Short problem:
Can you retype the material below line for line, without changing a single character?

Data in this exercise:
__________
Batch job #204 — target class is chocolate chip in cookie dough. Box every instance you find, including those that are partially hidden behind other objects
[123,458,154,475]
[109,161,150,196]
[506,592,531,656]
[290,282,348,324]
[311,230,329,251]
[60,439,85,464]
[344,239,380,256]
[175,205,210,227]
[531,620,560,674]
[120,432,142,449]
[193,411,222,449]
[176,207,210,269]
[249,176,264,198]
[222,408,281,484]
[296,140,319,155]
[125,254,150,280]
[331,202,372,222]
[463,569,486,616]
__________
Complete response:
Batch job #204 — target class is chocolate chip in cookie dough. Box every instance you find, including those that are partially hidden behind other objects
[123,458,154,475]
[109,161,150,196]
[506,592,531,656]
[290,282,348,324]
[311,230,329,251]
[60,439,85,464]
[344,239,380,256]
[175,205,210,227]
[531,620,560,674]
[120,432,142,449]
[193,411,222,449]
[176,207,210,269]
[249,176,264,198]
[222,408,281,484]
[296,140,319,155]
[125,254,150,280]
[331,202,372,222]
[463,569,486,616]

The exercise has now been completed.